● REQUIREMENTS
In the text about washing an estate-sale quilt, what colors is the quilt?

● EXTRACTED TEXT
____________
Yesterday at an estate sale I bought a handmade quilt. It was very dirty. I always feel it is incumbent upon me to honor and preserve these early examples of Americana and handwork.
So first thing I did was put it in the bathtub in coolish water. Then I drained that water out, stepping thoroughly on the quilt to squeeze as much water out as possible.
Filled tub with hot water and detergent. Soaked for a couple of hours and used an implement to sort of swish the quilt and water. Same draining stepping routine.
Repeated with two rinses. One overnight.
Tried draping it on the hammock (wonderful for such projects) but it rained so hard that it is now draped (elevated) on the protected d.r. table with two fans directed at it.
Is this the way you would wash such a quilt?
Ask the quilters on the Quilting and Needlework board.
Your quilt is red and white. That complicates things because red often runs.
That is the recommended way. You shouldn't have soaked it overnight in case the red fabric was not colorfast but evidently you didn't have a problem with that. It is recommended to lay it flat on a sheet(s) on the ground but if an animal walls on it you get to clean it again. You might put a layer of towels under it between the quilt and table...however I don't think I have that many towels either.
The red did not run at all. I had to protect the table with a tarp (just the look you want for your d.r. table LOL, but at least it is white and clean)
____________
● PROVIDED RECORDS
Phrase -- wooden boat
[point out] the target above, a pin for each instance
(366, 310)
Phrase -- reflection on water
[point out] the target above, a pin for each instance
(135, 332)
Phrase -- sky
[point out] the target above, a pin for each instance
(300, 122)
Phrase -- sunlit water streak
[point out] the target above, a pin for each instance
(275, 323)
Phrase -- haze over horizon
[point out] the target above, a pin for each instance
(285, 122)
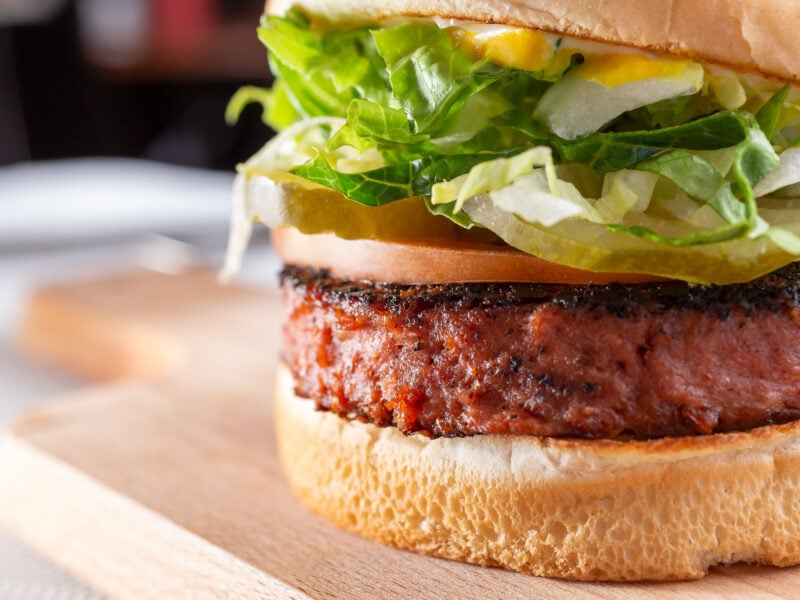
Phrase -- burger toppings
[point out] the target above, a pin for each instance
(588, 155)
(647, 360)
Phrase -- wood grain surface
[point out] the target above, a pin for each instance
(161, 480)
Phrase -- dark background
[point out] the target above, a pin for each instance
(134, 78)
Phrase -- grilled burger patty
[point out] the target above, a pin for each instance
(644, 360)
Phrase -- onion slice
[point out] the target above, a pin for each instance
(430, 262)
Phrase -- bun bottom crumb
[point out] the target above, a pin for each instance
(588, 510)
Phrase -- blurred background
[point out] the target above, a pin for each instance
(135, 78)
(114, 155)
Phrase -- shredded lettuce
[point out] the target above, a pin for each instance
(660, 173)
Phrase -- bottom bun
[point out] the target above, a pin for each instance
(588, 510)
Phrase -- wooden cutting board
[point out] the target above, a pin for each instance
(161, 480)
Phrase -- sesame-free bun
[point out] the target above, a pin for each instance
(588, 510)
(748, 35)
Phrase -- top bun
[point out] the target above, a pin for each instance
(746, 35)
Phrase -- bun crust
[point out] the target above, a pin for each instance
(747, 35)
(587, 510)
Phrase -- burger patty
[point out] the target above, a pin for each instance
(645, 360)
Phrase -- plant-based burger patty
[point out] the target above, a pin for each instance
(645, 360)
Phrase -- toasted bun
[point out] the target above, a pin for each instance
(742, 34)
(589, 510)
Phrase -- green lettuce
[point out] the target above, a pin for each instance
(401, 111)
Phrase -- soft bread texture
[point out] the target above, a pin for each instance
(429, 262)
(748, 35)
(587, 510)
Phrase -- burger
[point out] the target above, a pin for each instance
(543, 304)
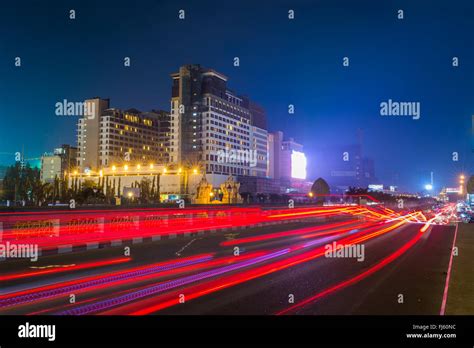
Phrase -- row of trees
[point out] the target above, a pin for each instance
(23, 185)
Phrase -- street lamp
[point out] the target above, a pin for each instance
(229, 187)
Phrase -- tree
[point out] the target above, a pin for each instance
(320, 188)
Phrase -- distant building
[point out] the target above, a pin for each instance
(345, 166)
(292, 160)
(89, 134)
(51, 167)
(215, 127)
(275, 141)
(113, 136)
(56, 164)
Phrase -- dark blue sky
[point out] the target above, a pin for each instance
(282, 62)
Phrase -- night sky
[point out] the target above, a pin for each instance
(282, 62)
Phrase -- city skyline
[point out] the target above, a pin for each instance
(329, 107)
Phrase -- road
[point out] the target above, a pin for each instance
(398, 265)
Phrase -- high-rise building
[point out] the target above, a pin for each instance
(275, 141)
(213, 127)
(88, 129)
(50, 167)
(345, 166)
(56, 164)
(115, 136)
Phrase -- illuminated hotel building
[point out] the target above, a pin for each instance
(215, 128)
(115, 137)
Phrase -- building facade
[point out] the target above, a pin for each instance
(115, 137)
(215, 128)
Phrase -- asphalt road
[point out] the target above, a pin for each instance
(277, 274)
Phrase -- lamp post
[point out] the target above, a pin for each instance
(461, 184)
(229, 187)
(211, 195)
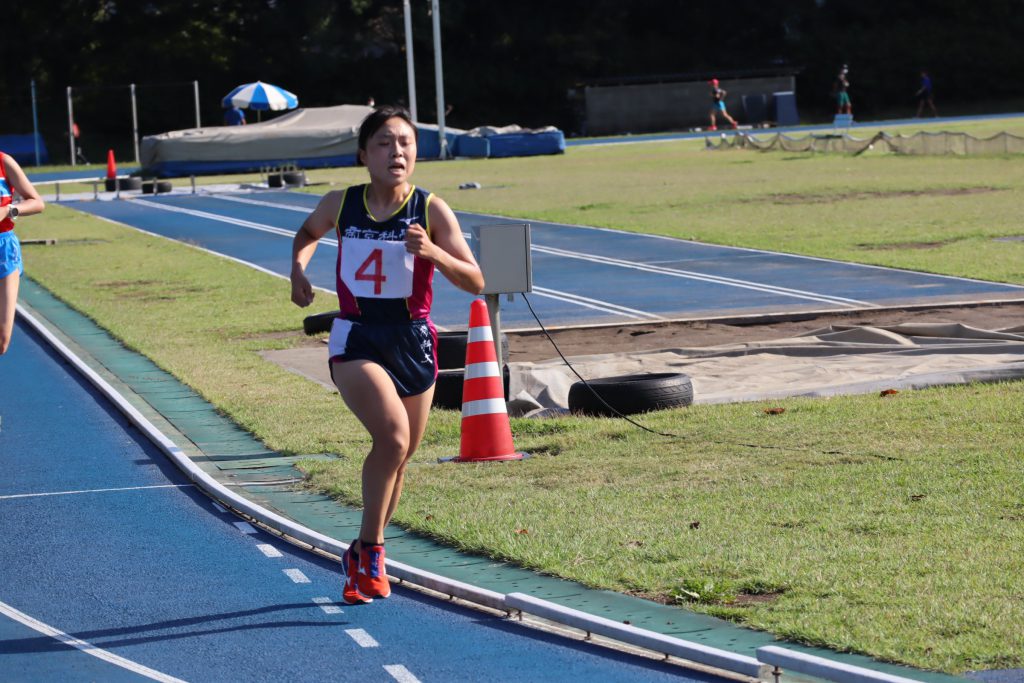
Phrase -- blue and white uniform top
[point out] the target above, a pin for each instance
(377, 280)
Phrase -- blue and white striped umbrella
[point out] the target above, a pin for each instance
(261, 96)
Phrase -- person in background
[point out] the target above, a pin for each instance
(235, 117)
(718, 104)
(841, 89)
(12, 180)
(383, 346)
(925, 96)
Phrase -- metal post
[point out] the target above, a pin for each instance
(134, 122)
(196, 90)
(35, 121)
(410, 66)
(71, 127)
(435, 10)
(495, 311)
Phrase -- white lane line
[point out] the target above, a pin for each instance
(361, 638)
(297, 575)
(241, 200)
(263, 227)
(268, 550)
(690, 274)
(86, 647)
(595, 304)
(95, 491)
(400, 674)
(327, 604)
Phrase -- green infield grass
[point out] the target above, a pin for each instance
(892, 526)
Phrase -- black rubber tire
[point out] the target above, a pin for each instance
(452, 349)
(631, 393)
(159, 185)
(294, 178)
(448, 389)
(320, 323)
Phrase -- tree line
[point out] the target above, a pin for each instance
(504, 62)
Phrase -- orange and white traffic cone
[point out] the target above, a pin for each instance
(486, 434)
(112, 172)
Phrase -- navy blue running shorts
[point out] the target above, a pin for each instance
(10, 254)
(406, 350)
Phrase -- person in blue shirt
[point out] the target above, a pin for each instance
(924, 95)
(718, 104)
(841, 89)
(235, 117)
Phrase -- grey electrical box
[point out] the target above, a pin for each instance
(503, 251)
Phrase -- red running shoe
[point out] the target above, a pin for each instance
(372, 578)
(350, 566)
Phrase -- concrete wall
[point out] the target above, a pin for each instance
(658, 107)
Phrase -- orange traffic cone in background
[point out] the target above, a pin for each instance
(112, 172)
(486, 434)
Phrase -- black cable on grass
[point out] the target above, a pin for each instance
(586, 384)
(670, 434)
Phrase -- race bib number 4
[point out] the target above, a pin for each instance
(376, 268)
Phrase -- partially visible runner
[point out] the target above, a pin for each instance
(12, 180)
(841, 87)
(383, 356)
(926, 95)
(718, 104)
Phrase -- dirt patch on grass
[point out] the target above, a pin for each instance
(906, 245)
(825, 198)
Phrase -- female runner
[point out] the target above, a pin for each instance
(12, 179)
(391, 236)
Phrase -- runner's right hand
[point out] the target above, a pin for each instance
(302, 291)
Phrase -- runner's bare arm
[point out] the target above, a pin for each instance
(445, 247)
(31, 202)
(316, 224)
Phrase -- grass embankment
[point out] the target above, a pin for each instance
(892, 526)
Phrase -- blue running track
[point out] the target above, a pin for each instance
____________
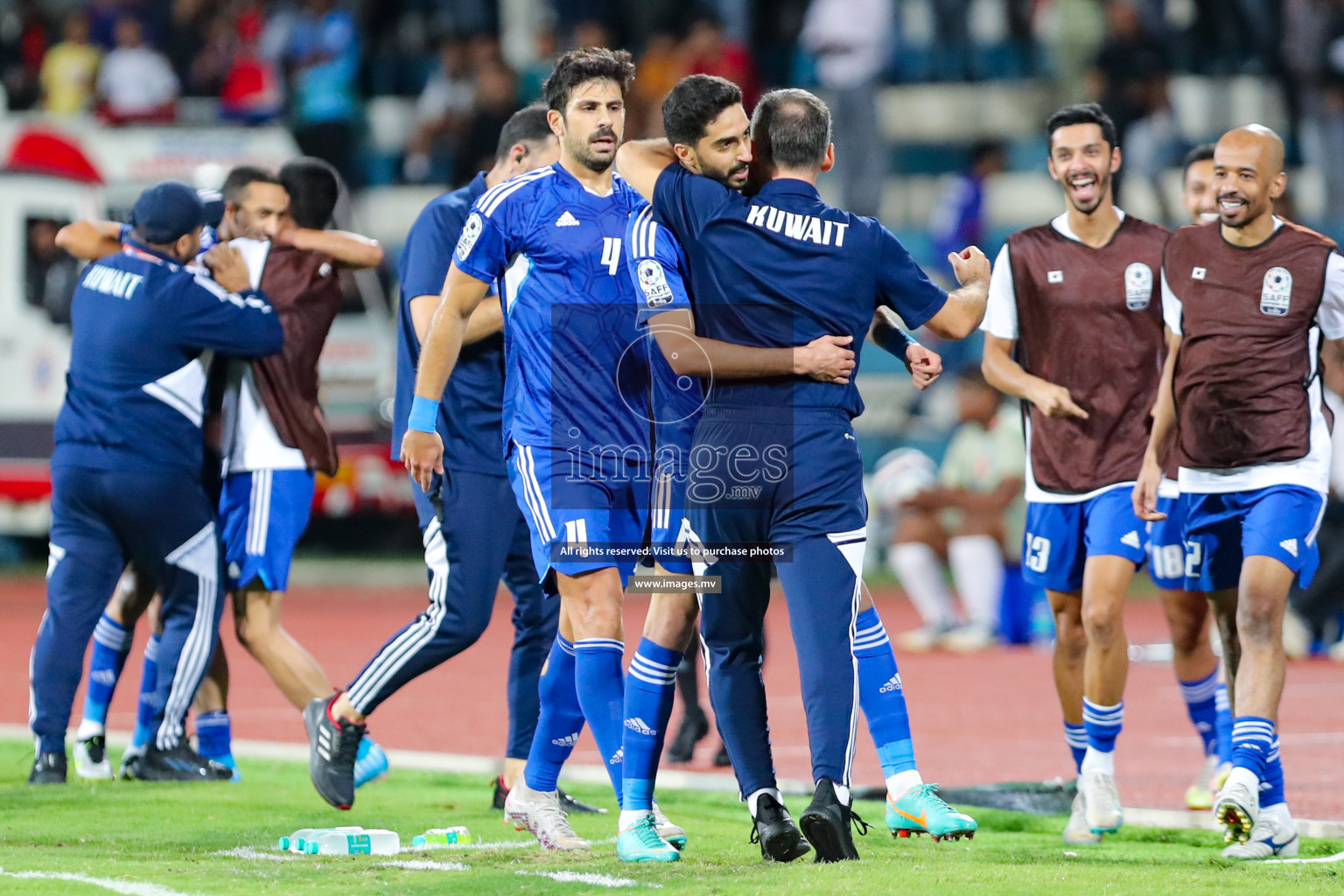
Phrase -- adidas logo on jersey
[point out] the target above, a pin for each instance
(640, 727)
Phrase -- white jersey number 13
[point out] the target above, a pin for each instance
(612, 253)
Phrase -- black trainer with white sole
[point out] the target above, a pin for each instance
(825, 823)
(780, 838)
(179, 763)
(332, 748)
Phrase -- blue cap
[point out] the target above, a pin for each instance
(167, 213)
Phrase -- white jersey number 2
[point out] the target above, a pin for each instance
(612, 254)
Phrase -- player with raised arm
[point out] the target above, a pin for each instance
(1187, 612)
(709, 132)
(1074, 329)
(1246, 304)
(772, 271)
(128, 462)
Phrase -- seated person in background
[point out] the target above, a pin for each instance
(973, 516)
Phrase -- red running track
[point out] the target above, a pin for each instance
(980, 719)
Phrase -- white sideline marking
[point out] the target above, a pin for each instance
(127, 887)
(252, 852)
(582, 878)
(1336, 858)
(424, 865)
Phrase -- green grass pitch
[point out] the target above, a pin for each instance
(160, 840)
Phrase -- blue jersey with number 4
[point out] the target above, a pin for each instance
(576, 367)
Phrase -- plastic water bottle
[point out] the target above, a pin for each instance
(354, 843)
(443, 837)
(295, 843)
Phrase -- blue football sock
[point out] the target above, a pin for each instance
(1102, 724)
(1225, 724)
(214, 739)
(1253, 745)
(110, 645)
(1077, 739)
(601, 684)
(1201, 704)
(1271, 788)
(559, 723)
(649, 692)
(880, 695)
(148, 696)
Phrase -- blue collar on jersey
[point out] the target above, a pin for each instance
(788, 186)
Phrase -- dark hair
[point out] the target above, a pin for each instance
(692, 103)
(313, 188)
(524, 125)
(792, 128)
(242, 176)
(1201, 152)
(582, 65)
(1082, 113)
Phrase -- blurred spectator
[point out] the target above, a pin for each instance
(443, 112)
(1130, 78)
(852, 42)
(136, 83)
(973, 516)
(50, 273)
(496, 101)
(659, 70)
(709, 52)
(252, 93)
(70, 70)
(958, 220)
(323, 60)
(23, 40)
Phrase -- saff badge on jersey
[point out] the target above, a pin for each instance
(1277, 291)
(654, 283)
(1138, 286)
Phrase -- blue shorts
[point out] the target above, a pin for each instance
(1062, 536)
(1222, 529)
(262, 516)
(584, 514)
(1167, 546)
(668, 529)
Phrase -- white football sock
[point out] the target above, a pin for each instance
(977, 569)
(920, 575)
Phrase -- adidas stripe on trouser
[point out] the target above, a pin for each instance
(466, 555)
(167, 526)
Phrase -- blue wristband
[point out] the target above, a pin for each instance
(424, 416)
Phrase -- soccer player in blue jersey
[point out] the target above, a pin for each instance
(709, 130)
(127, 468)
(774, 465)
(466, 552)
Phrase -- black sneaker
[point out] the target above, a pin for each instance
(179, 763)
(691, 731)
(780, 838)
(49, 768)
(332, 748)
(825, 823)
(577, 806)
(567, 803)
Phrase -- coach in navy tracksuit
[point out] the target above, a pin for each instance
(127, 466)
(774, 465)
____________
● ANSWER
Red and white.